[EXERCISE PASSAGE — start]

The Cavalier Daily
Serving the University Community Since 1890

New year, last chances

IT'S NOT the New Year yet, but the next column I write will be in the year 2000. The year 2000 may be the time of apocalyptic predictions, of suggestions of computer failure or terrorist attacks. There are many predictions that certainly will not come true. But for me, one thing is for sure. The year 2000 will be filled with changes.

As a graduating fourth-year student, I have just five months left at the University. I have just five months left before I move on from the life of a college student. Five months until I have to move on from what may be the perfect life.

It's a time that people often reflect on as the best time of their lives. People of my parents' generation said this to me before college, and now they say it during college. I won't be surprised if I start saying to college students after I graduate: "You're lucky. This may be the best time of your life."

In college I spend my time reading great books, and writing papers on topics that excite me. Sometimes I must stay up all night reading and studying, but I can trade that for a whole day of fishing or sitting on the porch. I have none of the restrictions associated with a 9 to 5 job, which really is more of a 9 to 5 lifestyle. Soon I'll be leaving this perfect life.

Perhaps most importantly, I'll be leaving behind a life where I can walk to most of my friends' houses. Instead of seeing these folks every day I'll see them at Homecoming or on the occasional weekend. Soon they won't just be my friends, but my friends from college.

[EXERCISE PASSAGE — finish]

* _WORK REQUEST 1_
According to the column, how many months does the writer have left at the University?
* _WORK REQUEST 2_
In the column's paragraph beginning "In college I spend my time," which college activities does the writer name? List all of them.
* _WORK REQUEST 3_
Rewrite the column from "In college I" to "friends from college.", replacing "porch" with "lawn".
Answer from the column alone.

[DATA EXTRACT — start]

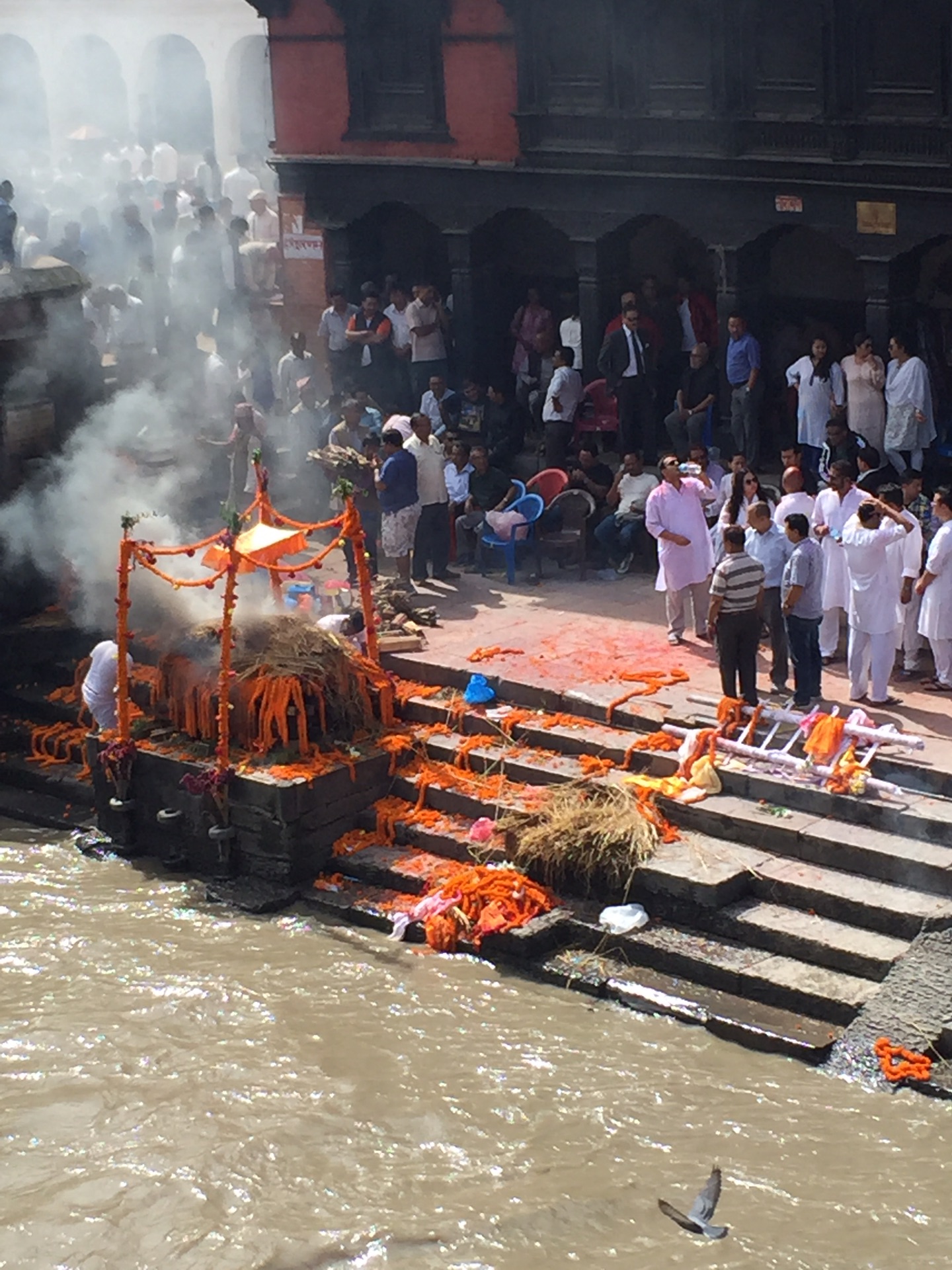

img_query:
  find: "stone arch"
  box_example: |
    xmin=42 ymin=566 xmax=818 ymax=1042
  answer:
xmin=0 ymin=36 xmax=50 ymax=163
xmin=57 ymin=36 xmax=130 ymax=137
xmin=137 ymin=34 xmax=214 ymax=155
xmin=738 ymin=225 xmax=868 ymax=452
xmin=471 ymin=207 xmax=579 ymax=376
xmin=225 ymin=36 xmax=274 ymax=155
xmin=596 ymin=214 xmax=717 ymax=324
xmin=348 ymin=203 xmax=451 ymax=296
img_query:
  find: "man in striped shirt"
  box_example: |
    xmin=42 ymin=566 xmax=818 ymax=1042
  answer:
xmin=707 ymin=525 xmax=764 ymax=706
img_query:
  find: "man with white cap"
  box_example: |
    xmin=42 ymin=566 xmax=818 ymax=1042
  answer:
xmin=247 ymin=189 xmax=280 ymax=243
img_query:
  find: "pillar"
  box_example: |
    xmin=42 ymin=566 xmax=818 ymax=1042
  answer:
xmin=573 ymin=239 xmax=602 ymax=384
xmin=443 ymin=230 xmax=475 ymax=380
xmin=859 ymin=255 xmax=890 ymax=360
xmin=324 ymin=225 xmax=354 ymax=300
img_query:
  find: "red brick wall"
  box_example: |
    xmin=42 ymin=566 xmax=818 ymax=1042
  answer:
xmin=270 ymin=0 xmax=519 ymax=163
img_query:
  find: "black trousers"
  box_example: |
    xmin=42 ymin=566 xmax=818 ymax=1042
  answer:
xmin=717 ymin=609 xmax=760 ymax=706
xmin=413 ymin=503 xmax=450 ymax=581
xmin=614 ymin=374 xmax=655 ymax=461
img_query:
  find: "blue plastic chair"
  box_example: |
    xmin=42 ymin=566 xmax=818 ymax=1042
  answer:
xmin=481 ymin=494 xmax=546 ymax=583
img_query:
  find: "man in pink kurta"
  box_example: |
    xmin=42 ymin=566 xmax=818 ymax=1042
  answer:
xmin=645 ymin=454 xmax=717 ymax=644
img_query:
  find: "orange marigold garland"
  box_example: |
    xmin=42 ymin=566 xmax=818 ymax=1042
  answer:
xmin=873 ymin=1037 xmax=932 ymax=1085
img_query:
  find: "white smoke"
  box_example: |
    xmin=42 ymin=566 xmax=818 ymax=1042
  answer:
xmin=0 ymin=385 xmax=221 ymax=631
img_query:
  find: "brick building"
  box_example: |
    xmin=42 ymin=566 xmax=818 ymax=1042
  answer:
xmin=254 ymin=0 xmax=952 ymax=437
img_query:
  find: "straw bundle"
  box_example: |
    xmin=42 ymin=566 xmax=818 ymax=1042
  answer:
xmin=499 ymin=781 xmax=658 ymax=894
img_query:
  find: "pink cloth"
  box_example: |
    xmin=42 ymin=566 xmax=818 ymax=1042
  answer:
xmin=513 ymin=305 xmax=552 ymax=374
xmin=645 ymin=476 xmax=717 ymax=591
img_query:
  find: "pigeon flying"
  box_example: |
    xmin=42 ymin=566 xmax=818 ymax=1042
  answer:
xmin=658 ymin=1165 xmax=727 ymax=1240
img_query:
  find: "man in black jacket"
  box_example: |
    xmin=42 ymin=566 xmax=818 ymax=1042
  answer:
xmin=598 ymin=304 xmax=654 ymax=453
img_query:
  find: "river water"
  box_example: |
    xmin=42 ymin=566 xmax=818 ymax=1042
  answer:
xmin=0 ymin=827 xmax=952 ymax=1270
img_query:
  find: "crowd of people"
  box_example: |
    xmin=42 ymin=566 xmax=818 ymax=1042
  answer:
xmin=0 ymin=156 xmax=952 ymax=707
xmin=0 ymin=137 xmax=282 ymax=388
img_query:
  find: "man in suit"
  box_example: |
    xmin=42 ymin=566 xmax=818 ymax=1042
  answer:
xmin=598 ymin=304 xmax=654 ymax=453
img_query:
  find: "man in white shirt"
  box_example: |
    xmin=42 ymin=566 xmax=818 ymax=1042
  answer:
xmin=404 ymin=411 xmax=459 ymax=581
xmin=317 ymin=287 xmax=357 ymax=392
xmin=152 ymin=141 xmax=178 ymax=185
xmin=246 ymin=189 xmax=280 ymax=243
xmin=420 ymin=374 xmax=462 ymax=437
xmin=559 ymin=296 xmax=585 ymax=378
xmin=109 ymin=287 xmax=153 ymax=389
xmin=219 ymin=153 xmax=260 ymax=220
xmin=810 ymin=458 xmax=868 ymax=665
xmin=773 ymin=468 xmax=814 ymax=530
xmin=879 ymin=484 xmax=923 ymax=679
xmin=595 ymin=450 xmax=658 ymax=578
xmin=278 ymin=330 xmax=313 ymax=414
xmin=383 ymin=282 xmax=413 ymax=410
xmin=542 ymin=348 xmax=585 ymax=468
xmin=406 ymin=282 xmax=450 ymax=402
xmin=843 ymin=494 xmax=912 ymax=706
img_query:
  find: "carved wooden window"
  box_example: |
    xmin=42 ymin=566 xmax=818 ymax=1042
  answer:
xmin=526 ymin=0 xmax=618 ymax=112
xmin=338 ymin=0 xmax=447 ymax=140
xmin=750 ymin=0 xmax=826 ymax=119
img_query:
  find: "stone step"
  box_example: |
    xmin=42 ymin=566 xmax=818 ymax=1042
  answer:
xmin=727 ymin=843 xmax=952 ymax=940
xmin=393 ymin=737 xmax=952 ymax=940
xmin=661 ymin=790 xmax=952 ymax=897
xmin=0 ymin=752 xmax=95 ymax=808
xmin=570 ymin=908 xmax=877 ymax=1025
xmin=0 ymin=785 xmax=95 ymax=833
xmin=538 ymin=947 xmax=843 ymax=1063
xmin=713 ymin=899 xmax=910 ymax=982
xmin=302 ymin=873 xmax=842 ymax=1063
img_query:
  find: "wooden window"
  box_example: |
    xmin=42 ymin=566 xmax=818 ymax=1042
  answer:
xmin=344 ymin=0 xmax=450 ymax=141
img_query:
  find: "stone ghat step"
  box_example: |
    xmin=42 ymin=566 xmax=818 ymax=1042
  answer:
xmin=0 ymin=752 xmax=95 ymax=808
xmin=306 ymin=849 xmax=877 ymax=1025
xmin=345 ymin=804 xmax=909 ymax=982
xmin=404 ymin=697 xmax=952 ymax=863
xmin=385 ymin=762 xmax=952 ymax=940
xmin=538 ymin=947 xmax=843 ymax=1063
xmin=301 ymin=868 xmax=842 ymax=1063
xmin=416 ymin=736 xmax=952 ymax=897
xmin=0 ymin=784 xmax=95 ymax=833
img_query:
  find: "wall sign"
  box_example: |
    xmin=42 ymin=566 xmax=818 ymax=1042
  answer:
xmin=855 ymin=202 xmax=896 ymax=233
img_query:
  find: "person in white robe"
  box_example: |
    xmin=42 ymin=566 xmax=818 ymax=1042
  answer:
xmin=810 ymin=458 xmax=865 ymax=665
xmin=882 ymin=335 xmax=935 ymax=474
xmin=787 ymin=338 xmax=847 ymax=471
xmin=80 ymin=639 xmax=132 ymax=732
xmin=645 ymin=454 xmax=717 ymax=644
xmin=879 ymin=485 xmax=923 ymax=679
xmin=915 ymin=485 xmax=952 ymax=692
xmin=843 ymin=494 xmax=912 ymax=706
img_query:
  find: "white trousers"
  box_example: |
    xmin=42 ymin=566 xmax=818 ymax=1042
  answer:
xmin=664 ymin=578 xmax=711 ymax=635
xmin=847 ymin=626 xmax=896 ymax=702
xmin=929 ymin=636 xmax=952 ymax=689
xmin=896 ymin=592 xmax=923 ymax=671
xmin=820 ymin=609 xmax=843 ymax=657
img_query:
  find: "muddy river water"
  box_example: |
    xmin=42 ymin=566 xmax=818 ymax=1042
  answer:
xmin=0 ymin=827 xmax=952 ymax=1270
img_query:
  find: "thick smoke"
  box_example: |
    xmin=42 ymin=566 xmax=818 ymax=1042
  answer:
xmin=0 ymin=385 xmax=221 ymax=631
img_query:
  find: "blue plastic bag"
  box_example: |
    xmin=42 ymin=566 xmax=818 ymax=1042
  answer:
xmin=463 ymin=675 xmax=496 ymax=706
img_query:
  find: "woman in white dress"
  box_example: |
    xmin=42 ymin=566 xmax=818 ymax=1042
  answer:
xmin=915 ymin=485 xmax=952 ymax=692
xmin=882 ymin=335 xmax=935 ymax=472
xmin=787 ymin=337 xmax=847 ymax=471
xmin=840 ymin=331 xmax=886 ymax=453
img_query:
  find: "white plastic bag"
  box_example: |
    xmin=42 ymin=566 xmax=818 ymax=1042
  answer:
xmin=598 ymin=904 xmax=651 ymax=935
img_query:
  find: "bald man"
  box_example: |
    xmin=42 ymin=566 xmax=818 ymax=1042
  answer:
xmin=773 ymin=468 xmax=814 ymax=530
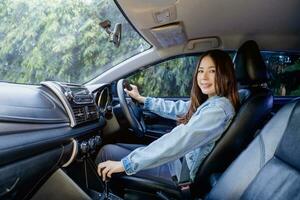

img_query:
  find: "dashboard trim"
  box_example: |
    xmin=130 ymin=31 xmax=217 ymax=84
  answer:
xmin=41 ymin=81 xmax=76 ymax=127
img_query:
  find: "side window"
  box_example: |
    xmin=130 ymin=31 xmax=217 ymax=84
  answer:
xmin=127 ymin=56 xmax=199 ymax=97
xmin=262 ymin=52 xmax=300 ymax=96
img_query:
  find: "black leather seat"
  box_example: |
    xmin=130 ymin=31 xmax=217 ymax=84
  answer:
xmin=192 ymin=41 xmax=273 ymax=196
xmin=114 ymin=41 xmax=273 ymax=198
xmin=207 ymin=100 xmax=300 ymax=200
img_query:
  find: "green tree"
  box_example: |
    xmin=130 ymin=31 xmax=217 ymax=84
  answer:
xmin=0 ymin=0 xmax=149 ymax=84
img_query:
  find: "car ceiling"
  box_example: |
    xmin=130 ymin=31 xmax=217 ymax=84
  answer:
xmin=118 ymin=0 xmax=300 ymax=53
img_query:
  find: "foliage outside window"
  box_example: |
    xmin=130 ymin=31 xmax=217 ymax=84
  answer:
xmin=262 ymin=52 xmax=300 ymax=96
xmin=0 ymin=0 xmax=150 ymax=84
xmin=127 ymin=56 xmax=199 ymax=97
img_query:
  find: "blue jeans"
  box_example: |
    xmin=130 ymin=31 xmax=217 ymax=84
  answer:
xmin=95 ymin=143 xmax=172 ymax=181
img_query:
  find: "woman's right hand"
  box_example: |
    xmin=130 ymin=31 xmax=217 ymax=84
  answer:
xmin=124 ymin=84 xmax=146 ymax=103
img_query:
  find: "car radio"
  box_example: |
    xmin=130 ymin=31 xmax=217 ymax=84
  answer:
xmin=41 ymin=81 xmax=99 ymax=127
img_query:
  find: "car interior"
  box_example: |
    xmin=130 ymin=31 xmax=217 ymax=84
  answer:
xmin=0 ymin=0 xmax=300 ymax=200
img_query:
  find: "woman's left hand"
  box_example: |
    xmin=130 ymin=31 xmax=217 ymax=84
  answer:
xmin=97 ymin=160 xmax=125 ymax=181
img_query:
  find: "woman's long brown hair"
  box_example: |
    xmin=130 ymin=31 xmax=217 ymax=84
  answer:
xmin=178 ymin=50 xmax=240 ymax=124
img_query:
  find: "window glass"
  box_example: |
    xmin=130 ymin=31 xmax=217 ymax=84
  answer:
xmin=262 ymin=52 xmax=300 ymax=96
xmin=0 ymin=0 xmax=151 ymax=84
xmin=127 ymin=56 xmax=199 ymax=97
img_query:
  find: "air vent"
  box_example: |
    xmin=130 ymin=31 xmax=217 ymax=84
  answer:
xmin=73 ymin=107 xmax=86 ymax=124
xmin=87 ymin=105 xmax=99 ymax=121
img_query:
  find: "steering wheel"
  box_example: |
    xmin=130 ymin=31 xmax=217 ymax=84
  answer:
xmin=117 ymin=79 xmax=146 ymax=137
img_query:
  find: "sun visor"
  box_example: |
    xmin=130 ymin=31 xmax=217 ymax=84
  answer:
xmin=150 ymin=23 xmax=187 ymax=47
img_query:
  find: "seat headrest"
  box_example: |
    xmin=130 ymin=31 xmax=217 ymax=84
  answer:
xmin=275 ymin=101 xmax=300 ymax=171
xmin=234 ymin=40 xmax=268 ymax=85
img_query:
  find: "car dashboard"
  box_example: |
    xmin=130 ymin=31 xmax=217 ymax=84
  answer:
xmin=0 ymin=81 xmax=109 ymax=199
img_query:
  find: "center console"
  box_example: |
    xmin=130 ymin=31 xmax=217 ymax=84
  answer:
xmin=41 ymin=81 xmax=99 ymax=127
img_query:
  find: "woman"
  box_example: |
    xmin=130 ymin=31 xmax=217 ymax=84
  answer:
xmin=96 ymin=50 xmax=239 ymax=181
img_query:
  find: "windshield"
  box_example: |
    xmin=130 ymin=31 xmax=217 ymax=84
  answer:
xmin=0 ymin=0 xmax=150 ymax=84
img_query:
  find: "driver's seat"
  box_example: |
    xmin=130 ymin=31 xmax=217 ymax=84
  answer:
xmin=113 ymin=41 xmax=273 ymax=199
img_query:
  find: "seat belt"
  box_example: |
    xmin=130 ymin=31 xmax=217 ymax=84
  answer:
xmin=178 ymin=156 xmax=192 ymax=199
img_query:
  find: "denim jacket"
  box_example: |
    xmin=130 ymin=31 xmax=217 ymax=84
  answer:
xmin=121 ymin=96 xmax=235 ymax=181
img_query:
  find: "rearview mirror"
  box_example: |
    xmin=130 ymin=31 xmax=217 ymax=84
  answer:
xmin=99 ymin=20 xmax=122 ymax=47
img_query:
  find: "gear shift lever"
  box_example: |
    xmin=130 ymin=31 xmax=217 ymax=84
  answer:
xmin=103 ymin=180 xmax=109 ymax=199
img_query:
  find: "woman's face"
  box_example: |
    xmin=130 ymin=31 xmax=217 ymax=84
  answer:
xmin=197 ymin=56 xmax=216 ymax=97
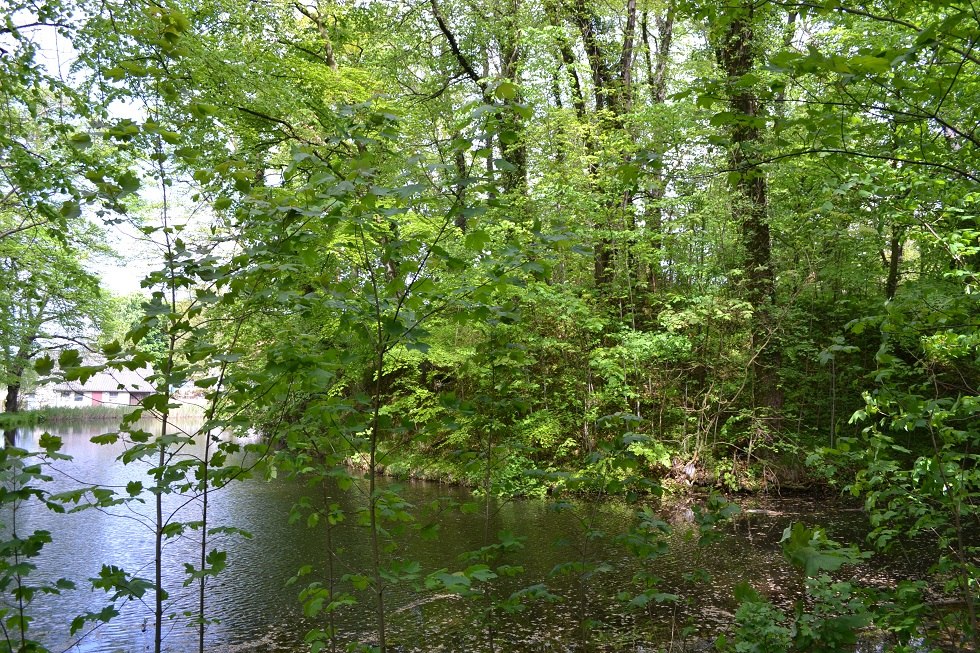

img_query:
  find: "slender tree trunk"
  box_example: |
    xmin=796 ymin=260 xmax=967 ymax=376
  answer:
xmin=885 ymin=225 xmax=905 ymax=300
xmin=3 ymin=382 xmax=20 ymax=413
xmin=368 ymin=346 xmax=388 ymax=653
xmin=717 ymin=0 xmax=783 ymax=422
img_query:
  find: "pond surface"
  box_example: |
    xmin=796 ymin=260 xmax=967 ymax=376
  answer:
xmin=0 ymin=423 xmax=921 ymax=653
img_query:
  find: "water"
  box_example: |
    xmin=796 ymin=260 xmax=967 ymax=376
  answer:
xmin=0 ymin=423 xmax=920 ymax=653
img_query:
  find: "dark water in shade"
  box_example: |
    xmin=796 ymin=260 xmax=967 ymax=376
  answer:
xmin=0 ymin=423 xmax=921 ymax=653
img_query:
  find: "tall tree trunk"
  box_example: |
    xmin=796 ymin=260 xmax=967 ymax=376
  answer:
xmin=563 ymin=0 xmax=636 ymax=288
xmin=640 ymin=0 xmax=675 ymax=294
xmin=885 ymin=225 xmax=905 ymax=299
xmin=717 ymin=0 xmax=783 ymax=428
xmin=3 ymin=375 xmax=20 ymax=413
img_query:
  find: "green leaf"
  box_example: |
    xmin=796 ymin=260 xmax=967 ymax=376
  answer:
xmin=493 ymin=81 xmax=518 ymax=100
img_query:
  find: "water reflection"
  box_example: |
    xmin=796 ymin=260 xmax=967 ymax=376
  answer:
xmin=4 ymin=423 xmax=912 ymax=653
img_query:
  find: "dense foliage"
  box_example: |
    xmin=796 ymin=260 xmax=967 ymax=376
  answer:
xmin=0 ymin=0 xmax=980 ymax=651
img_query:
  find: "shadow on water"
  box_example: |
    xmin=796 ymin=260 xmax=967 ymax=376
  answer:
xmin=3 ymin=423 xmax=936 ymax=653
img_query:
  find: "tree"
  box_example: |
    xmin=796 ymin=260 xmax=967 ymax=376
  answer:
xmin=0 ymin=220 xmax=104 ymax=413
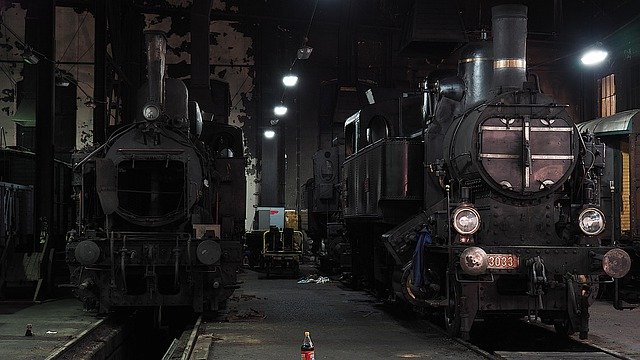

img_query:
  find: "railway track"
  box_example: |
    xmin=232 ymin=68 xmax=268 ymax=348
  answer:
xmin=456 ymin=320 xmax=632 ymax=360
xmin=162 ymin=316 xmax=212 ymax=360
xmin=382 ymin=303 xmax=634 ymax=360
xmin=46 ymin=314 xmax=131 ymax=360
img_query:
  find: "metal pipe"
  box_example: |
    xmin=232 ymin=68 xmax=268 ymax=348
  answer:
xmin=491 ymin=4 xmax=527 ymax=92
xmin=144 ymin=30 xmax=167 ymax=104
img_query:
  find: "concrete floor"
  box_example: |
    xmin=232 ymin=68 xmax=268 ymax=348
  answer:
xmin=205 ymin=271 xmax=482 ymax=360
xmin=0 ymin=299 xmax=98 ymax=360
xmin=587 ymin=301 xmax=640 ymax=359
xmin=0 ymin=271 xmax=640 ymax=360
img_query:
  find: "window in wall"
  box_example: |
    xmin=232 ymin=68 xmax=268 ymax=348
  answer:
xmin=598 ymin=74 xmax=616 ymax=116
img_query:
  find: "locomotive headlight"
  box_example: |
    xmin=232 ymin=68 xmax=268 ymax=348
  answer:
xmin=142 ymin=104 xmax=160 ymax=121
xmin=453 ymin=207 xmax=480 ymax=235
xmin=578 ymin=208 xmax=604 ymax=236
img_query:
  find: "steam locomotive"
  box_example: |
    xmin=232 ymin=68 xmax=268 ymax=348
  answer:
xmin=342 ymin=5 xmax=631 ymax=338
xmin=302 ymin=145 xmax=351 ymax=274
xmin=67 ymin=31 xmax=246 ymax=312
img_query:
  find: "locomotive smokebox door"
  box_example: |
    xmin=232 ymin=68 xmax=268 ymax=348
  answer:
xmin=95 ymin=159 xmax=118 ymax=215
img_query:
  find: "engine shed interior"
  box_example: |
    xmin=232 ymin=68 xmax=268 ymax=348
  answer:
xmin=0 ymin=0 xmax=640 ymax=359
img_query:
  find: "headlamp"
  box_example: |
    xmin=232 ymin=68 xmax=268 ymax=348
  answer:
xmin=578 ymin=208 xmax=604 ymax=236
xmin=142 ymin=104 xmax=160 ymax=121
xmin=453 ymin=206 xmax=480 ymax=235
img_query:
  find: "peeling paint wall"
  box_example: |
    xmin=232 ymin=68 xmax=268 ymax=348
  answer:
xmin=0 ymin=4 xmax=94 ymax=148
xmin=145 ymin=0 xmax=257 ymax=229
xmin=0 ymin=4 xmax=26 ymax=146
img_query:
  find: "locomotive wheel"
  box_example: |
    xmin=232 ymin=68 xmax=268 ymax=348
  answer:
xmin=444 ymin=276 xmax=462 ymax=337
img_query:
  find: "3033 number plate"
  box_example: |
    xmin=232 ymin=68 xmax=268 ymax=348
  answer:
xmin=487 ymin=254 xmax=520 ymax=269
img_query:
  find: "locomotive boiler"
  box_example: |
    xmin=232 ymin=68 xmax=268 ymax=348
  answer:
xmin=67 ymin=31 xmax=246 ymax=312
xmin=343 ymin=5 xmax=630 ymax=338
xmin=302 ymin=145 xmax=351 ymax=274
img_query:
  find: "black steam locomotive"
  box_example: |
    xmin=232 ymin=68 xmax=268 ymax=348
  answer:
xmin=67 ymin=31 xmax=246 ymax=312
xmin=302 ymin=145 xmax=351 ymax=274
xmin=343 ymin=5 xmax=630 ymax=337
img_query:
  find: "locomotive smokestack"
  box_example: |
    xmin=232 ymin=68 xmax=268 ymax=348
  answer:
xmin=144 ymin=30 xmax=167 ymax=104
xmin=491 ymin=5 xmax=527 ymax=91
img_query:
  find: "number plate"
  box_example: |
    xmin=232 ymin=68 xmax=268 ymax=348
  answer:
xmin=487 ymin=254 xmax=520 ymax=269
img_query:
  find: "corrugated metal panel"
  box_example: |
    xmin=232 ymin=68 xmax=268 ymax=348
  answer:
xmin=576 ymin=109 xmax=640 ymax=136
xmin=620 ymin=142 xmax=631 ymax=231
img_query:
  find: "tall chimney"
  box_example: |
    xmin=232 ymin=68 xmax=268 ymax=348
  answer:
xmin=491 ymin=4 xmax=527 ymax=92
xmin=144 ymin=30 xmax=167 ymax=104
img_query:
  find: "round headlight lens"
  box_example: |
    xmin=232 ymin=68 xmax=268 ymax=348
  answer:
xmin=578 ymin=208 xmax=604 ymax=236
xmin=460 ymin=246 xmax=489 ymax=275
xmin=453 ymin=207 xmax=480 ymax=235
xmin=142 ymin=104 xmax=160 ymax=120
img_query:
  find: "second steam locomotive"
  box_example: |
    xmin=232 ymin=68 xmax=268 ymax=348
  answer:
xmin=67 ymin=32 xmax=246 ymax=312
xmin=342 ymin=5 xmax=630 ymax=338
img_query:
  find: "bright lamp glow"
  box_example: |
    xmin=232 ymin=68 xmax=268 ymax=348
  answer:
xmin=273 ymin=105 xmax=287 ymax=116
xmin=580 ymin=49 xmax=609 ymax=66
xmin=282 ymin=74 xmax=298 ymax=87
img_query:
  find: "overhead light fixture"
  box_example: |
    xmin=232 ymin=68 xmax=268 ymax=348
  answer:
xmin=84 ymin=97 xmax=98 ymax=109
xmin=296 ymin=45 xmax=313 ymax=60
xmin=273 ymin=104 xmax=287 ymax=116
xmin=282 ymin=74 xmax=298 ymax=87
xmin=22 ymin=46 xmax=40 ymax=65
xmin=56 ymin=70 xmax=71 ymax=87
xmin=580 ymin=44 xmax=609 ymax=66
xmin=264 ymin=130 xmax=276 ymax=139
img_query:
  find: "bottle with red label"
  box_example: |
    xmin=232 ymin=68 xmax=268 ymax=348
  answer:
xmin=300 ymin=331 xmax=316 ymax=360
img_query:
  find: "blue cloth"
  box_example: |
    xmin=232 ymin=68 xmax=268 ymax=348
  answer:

[DATA EXTRACT — finish]

* _TASK OUTPUT 1_
Five months.

* _TASK OUTPUT 2_
Reading great books; writing papers on topics that excite the writer; staying up all night reading and studying; fishing; sitting on the porch.

* _TASK OUTPUT 3_
In college I spend my time reading great books, and writing papers on topics that excite me. Sometimes I must stay up all night reading and studying, but I can trade that for a whole day of fishing or sitting on the lawn. I have none of the restrictions associated with a 9 to 5 job, which really is more of a 9 to 5 lifestyle. Soon I'll be leaving this perfect life.

Perhaps most importantly, I'll be leaving behind a life where I can walk to most of my friends' houses. Instead of seeing these folks every day I'll see them at Homecoming or on the occasional weekend. Soon they won't just be my friends, but my friends from college.